─── DATASET ROWS
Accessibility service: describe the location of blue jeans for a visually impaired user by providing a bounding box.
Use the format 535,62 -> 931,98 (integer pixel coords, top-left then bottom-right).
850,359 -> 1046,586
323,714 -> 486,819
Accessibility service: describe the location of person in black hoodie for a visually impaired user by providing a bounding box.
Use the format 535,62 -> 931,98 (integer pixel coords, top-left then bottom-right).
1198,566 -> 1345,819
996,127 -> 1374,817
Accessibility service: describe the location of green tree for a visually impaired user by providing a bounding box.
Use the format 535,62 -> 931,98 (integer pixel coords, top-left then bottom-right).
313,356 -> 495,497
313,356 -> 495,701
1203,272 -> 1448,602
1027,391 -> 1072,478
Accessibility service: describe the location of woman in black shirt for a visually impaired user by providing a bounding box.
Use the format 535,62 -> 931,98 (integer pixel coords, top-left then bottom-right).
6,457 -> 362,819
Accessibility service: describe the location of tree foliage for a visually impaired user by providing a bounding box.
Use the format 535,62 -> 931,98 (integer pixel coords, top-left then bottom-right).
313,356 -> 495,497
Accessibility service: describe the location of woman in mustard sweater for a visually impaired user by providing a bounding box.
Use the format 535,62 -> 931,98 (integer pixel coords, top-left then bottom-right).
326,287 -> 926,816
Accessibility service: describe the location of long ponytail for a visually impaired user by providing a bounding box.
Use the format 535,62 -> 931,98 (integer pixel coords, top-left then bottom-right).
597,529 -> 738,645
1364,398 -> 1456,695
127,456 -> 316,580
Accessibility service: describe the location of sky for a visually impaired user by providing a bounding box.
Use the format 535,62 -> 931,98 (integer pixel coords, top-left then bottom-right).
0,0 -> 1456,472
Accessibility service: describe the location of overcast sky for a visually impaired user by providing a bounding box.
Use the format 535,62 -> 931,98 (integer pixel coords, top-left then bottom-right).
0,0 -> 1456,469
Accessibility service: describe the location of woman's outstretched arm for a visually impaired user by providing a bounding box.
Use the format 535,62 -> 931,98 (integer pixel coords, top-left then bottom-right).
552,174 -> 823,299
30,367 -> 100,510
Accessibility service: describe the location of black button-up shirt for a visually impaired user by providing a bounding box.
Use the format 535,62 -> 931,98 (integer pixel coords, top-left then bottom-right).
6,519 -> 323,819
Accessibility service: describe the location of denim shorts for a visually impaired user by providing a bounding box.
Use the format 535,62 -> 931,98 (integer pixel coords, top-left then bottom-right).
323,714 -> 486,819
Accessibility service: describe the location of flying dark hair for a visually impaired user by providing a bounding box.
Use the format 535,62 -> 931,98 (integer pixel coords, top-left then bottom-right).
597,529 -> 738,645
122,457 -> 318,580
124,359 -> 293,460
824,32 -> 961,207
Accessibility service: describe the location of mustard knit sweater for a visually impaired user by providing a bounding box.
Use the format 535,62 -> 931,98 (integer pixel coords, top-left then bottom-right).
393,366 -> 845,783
──────
TASK STATEMENT - Collect every line of the rows above that contains the string "tree", matching case exactly, and copy each one in full.

RESULT OF THE TASK -
Accessibility service: describe the location of green tree for a visually impaired user by providing a bounding box.
Accessibility service: describe the location of tree foliage for a visually impaired user by providing a bounding box.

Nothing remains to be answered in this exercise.